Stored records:
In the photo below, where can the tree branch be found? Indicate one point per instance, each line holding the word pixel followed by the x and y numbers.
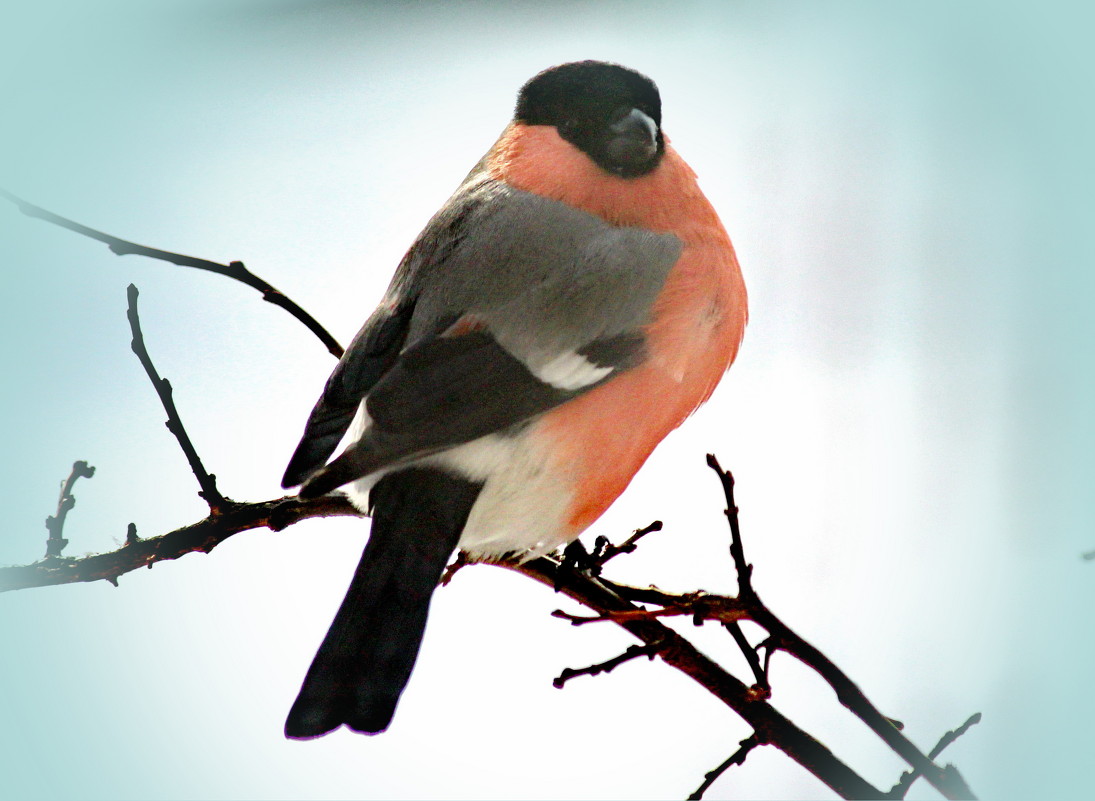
pixel 738 757
pixel 607 666
pixel 55 523
pixel 202 536
pixel 612 602
pixel 946 780
pixel 908 777
pixel 207 482
pixel 769 723
pixel 235 270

= DIRECTIONS FOR THIS TASK =
Give back every record exactly. Omit the pictures.

= COMPLETED TASK =
In the photo below, where can the tree branch be found? Indicate one point per instance, each line holding the word pixel followed by the x and y numbers.
pixel 738 757
pixel 607 666
pixel 55 523
pixel 202 536
pixel 612 602
pixel 946 780
pixel 908 777
pixel 207 482
pixel 769 723
pixel 235 270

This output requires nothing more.